-------- SUPPLIED INFORMATION --------

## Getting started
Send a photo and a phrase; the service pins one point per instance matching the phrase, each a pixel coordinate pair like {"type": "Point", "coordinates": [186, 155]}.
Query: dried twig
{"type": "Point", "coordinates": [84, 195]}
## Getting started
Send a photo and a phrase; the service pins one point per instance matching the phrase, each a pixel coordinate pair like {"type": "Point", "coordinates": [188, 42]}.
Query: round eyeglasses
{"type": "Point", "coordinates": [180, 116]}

--------

• **TASK DESCRIPTION**: What is needed is every line of the records above that contains the word "like".

• **ANSWER SECTION**:
Send a photo and a phrase; the service pins one point per instance matching the phrase, each a pixel coordinate pair like {"type": "Point", "coordinates": [186, 155]}.
Send a photo and a phrase; the service pins one point per instance matching the phrase, each a pixel coordinate pair like {"type": "Point", "coordinates": [188, 42]}.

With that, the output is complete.